TASK DESCRIPTION:
Transcribe the entries that come next exactly, but not the pictures they contain.

=== RECORDS FOR THIS TASK ===

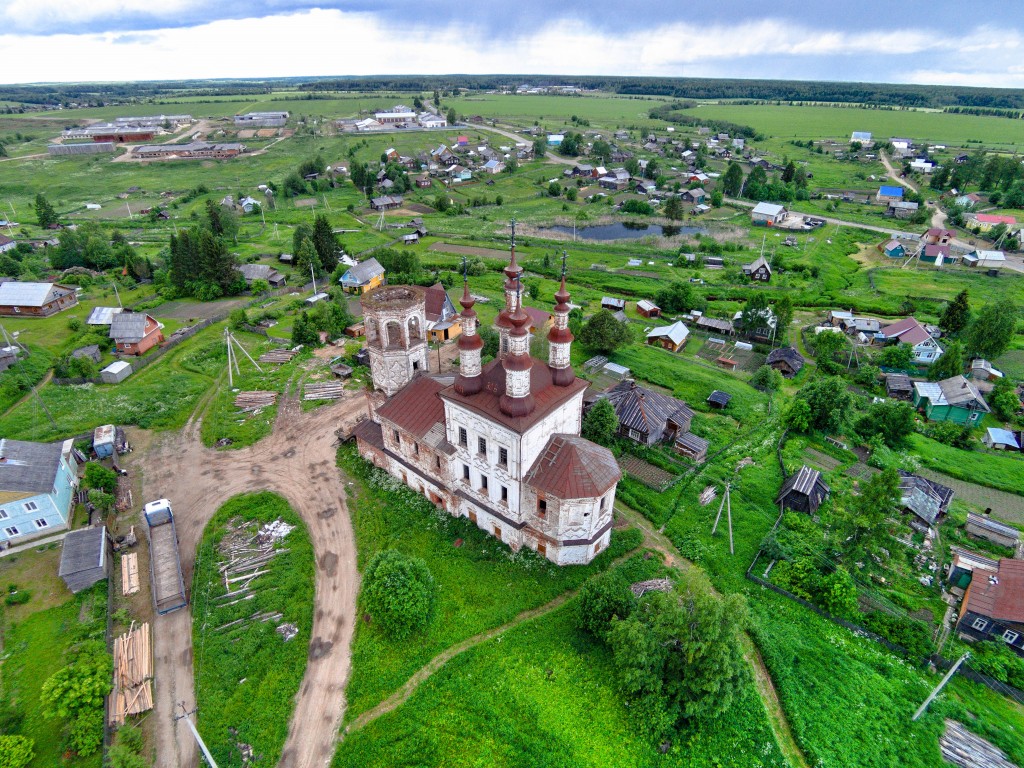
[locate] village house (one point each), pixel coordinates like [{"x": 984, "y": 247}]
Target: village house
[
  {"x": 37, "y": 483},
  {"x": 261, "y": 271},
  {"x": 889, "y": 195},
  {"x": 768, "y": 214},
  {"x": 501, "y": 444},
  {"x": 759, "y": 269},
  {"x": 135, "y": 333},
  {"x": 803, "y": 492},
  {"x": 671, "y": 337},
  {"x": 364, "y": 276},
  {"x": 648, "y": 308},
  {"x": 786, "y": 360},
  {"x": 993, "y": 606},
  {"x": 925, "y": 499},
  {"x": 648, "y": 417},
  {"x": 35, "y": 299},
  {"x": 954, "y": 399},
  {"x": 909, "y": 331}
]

===

RESULT BELOW:
[locate] village house (one point each), pixel coordinates like [{"x": 984, "y": 247}]
Target: village house
[
  {"x": 37, "y": 483},
  {"x": 261, "y": 271},
  {"x": 889, "y": 195},
  {"x": 768, "y": 214},
  {"x": 501, "y": 444},
  {"x": 759, "y": 269},
  {"x": 135, "y": 333},
  {"x": 803, "y": 492},
  {"x": 671, "y": 337},
  {"x": 364, "y": 276},
  {"x": 648, "y": 308},
  {"x": 786, "y": 360},
  {"x": 993, "y": 606},
  {"x": 925, "y": 499},
  {"x": 648, "y": 417},
  {"x": 35, "y": 299},
  {"x": 954, "y": 399},
  {"x": 909, "y": 331}
]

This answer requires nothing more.